ACTIVITY: Look below for lines that hold the string "work" and copy each one.

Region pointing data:
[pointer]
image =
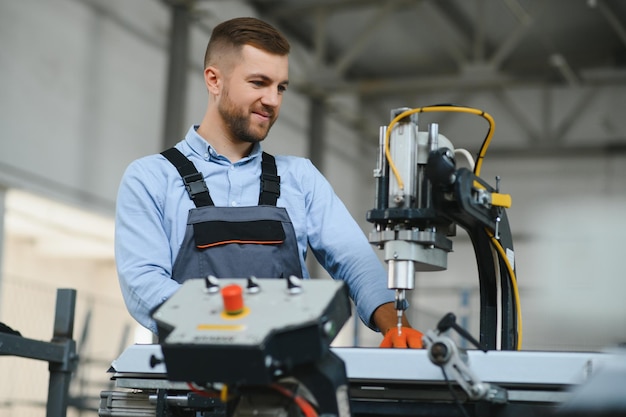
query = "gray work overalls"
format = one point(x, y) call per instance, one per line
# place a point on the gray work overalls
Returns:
point(235, 242)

RESULT:
query = "gray work overalls"
# place a point on the gray work overalls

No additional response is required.